• [REQUIREMENT] Copy out the listing below line for line, keeping every word and number unchanged.
##### DATA LINES #####
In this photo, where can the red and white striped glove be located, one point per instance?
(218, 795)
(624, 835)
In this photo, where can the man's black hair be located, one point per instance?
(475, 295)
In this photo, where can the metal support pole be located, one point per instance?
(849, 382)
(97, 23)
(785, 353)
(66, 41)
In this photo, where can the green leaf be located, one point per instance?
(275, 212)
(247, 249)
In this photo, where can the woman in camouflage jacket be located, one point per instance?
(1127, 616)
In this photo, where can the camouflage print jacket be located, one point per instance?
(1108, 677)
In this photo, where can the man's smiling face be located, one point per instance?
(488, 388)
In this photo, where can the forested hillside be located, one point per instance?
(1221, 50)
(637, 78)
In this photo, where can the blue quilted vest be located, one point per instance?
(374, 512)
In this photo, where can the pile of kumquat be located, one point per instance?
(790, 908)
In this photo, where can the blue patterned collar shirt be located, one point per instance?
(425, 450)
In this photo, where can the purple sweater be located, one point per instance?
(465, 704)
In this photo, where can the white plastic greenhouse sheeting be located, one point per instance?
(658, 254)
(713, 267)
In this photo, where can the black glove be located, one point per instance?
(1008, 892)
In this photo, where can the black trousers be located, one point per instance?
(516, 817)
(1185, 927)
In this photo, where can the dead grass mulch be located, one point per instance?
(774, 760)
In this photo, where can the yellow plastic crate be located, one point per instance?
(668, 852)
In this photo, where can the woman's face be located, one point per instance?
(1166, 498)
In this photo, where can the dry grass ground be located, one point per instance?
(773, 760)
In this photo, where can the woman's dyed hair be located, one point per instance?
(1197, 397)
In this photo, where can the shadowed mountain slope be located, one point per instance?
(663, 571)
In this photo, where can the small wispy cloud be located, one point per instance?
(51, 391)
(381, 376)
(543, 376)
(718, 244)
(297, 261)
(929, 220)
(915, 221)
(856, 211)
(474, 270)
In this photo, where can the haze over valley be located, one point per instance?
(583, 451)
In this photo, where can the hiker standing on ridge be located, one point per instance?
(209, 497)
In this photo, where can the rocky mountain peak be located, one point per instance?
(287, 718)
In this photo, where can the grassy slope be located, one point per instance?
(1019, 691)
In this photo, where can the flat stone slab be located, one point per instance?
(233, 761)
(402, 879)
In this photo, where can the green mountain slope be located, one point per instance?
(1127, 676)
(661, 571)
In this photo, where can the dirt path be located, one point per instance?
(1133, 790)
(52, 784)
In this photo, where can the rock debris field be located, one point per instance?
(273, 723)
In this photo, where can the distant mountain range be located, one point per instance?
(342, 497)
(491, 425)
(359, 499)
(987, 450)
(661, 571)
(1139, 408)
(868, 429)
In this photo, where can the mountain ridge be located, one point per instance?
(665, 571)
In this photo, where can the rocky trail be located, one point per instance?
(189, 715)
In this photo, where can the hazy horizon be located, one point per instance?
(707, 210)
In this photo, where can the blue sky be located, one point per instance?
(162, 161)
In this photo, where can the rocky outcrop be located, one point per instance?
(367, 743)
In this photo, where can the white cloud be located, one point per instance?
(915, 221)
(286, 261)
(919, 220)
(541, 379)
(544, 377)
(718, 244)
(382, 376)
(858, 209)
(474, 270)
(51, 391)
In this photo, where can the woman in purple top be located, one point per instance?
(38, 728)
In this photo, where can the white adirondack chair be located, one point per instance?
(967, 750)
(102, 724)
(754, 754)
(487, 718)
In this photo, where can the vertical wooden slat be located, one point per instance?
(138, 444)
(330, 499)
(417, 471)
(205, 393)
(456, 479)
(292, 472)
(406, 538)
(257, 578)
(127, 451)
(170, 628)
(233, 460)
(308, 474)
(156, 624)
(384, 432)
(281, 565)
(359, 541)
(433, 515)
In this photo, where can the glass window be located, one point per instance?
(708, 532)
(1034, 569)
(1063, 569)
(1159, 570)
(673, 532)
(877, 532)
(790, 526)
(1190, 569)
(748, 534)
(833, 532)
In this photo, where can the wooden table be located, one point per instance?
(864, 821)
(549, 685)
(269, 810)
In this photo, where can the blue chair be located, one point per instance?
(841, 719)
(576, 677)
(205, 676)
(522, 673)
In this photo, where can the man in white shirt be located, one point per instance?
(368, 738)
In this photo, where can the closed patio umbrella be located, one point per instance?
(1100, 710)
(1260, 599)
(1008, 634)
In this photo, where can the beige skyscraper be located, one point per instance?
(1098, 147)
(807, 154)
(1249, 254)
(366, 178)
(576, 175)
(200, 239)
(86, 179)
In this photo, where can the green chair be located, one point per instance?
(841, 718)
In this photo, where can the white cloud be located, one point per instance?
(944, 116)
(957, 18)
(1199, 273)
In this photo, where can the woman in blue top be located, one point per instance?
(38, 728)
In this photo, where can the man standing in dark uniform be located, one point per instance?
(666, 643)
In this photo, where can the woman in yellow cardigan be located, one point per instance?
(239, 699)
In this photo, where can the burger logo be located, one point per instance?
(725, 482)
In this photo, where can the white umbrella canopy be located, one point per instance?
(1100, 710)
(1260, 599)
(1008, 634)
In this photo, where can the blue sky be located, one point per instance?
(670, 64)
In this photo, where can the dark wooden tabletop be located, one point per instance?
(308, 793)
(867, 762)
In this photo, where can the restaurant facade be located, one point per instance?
#####
• [RIGHT ANSWER]
In this photo, where can the red and white striped glove be located, one point per instance?
(218, 795)
(624, 835)
In this photo, where can the man's black hair be located, one point per instance?
(475, 295)
In this photo, where can the metal support pole be located, one point per instance?
(849, 382)
(97, 23)
(785, 353)
(66, 41)
In this photo, where can the green leaf be located, one point per instance?
(275, 212)
(247, 249)
In this photo, where can the woman in camouflage jacket be located, one point per instance?
(1127, 616)
In this photo, where can the camouflage print jacket be located, one point per instance?
(1108, 677)
In this photo, where can the man's smiling face be located, one point per instance?
(488, 388)
In this photo, where can the forested hillside be located, one point per instance?
(1221, 50)
(637, 78)
In this photo, where can the blue quilted vest be located, one point per instance?
(374, 512)
In this photo, where can the pile of kumquat be located, one point per instance?
(790, 908)
In this photo, where can the blue patterned collar shirt be located, one point per instance?
(425, 450)
In this photo, where can the purple sweater be located, one point per instance?
(465, 704)
In this photo, where can the white plastic greenhouse sheeting be located, one point per instance?
(658, 254)
(713, 267)
In this photo, where can the black glove be located, one point per instance?
(1008, 892)
In this photo, where can the black trousers be located, one point per instance?
(516, 817)
(1185, 927)
In this photo, where can the dead grass mulch be located, one point per instance?
(774, 760)
In this photo, where can the yellow plastic crate be located, one point per instance?
(668, 852)
In this photo, where can the woman's face be located, one point per instance?
(1166, 498)
In this photo, where can the dry grass ground be located, one point per instance?
(773, 760)
In this photo, where can the woman's dyed hair be located, one point per instance?
(1197, 397)
In this photo, where can the shadowed mountain slope be located, one point per instance?
(663, 571)
In this photo, where can the small wispy cloud be located, one point per instance?
(51, 391)
(381, 376)
(543, 376)
(718, 244)
(297, 261)
(929, 220)
(915, 221)
(856, 211)
(474, 270)
In this photo, where can the haze over valley be located, one point per instance?
(583, 451)
In this photo, where can the hiker standing on ridge be located, one point per instance?
(209, 497)
In this photo, where can the rocky mountain peak be located, one point per instance?
(287, 718)
In this photo, where can the grassy slope be located, one point per instance?
(1019, 691)
In this photo, where can the flat stone slab be located, one point per instance?
(233, 761)
(402, 879)
In this photo, where can the green mountain slope be located, one point per instance?
(1127, 676)
(661, 571)
In this photo, where can the dirt path be located, one point per instance?
(1133, 790)
(52, 784)
In this photo, where can the rock debris field be located, one point per instance?
(273, 723)
In this photo, where can the distant mountain range be located, one point per instance?
(342, 497)
(491, 425)
(359, 499)
(987, 450)
(661, 571)
(1139, 408)
(868, 429)
In this photo, where can the mountain ridge be located, one point per instance?
(665, 571)
In this photo, where can the rocky trail be located, one point per instance?
(189, 715)
In this photo, where can the hazy horizon be located, one point per instance?
(707, 210)
In this photo, where can the blue sky be located, one point per instance?
(162, 161)
In this photo, where can the rocky outcrop be located, one point per instance?
(367, 743)
In this photo, where can the white cloud be located, one point per instance?
(915, 221)
(286, 261)
(919, 220)
(541, 379)
(544, 377)
(718, 244)
(382, 376)
(858, 209)
(474, 270)
(51, 391)
In this photo, where can the woman in purple top be located, one point per instance?
(38, 728)
In this photo, where can the white adirondack chair be located, one point per instance?
(967, 750)
(102, 724)
(754, 754)
(487, 718)
In this photo, where can the vertical wooden slat be located, one point per instance?
(138, 444)
(330, 499)
(417, 471)
(205, 393)
(456, 479)
(292, 472)
(406, 538)
(257, 578)
(127, 451)
(170, 628)
(233, 460)
(308, 474)
(156, 624)
(384, 432)
(281, 565)
(359, 541)
(433, 515)
In this photo, where can the glass window be located, one point per instance?
(708, 532)
(1034, 569)
(1063, 569)
(1159, 570)
(673, 532)
(877, 532)
(790, 526)
(1190, 569)
(748, 534)
(833, 532)
In this photo, where can the wooden table be located, one point per instance?
(864, 821)
(549, 685)
(269, 810)
In this photo, where can the blue chair be located, one point per instance?
(841, 719)
(576, 677)
(205, 676)
(522, 673)
In this photo, where can the man in white shirt be located, one point per instance?
(368, 738)
In this photo, where can the closed patio umbrella be located, one point per instance?
(1100, 710)
(1260, 599)
(1008, 634)
In this photo, where can the beige skyscraper be located, one point per instance?
(1098, 147)
(807, 154)
(1249, 254)
(366, 178)
(576, 175)
(200, 239)
(86, 179)
In this photo, where can the green chair be located, one point per instance?
(841, 718)
In this photo, where can the white cloud be located, one point per instance?
(944, 116)
(957, 18)
(1199, 273)
In this photo, where can the woman in blue top be located, one point per instance?
(38, 728)
In this photo, where can the man standing in dark uniform be located, one point per instance?
(666, 643)
In this photo, where can the woman in yellow cardigan be located, one point per instance?
(239, 699)
In this photo, where can the burger logo be located, one point per instance?
(725, 482)
In this photo, where can the white umbrella canopy be located, one point per instance?
(1100, 710)
(1260, 599)
(1008, 634)
In this photo, where can the blue sky be located, one point per instance?
(670, 64)
In this photo, where can the dark wooden tabletop be located, one point per instance?
(308, 793)
(867, 762)
In this photo, where can the restaurant facade be located, one point per instance?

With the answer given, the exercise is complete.